- **EXERCÍCIO**
Como fica o trecho do artigo de "Nestas ocasiões o" a "me levou junto." se você trocar "irmã" por "prima"?

- **ARTIGO**

┌────────

Nestas ocasiões o pretendente comprava quase tudo que eu queria, pipoca, sorvete e gibi. Era minha vingança por desviar de mim a atenção de minha querida irmã. Sabotei o namoro usando toda minha criatividade, mas não consegui. Aconteceu o noivado. Daí aconteceu o melhor: o noivo foi visitar os pais que moravam em Arapongas e para agradar minha irmã me levou junto.

Claro que fiquei animado pois iriamos viajar de avião, fiquei sem dormir esperando a hora de embarcar. Minha primeira viagem aérea e na companhia do noivo de minha irmã. Saímos do aeroporto Afonso Pena num voo da Cruzeiro do Sul e mal sentei na poltrona da aeronave uma aeromoça veio com um cesto de guloseimas oferecendo aos passageiros : Sonho de Valsa, balas, bolachas, Mentex, maçã, dropes e eu fui me servindo a vontade; em outro cesto, um pouco menor, ela oferecia aos adultos carteiras com meia dúzia de cigarros de todas as marcas e pacotes  de lenço refrescante e perfumado. 

E uma outra ofertava edições dos jornais do dia. Fiquei estupefato com tudo que estava acontecendo com o avião ainda no solo. Mas eu queria mesmo era sentir a sensação de estar “voando” e enxergar pela janela as nuvens e a “terra”. Enquanto eu estava aproveitando todos os momentos o DC-3, começou a se mover e minutos depois levantou voo. A aventura estava começando. Saímos de Curitiba e a primeira escala foi em Ponta Grossa, a outra foi em Apucarana e daí o avião chegou em Arapongas onde aterrissou em um aeroporto cuja pista era de terra batida. 

Quando a aeromoça abriu a porta uma nuvem de pó de cor vermelha invadiu o interior da aeronave acompanhada do bafo de ar quente. Foi o cartão de visitas da cidade. Daquele momento em diante tudo era novidade e eu queria aproveitar o máximo para poder contar na escola. O pai de meu futuro cunhado, italiano genuíno, era proprietário de uma Máquina de Arroz, local onde o cereal era beneficiado através de um processo que descascava classificava e ensacava o produto para venda ao atacado.

└────────

- **DADOS FORNECIDOS**
┌────────

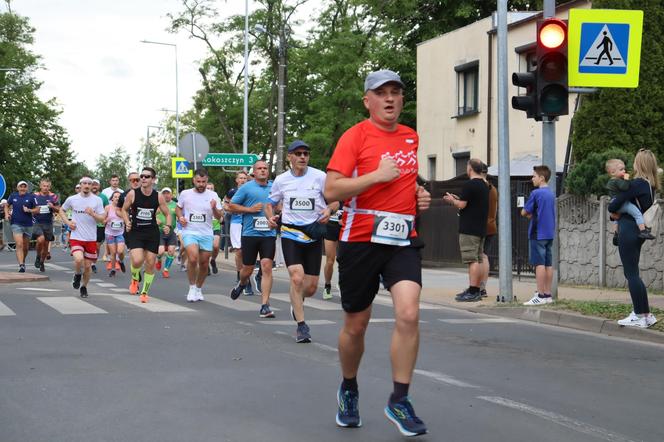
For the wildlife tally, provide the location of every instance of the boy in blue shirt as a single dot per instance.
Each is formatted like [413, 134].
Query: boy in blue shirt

└────────

- **RESOLUÇÃO DO EXERCÍCIO**
Nestas ocasiões o pretendente comprava quase tudo que eu queria, pipoca, sorvete e gibi. Era minha vingança por desviar de mim a atenção de minha querida prima. Sabotei o namoro usando toda minha criatividade, mas não consegui. Aconteceu o noivado. Daí aconteceu o melhor: o noivo foi visitar os pais que moravam em Arapongas e para agradar minha prima me levou junto.